*** RAW DATA
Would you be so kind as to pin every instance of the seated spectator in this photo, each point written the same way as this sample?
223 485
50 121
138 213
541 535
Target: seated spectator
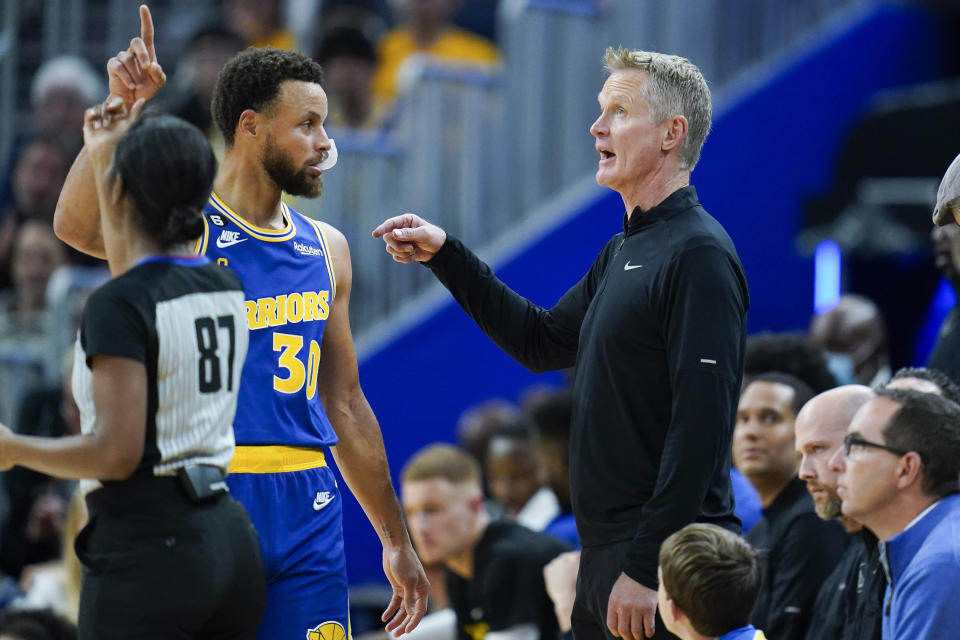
******
### TASK GOAL
Render each line of the material above as a numbered list, omitting any blank lines and excluding the pictures.

### FINISHED EXERCISE
1. Would you be so kind as to pin every instance of the seated spectator in this photo, each point written the same way as this sample?
2. 223 485
3. 50 121
4. 138 213
5. 541 535
6. Target: seated spectator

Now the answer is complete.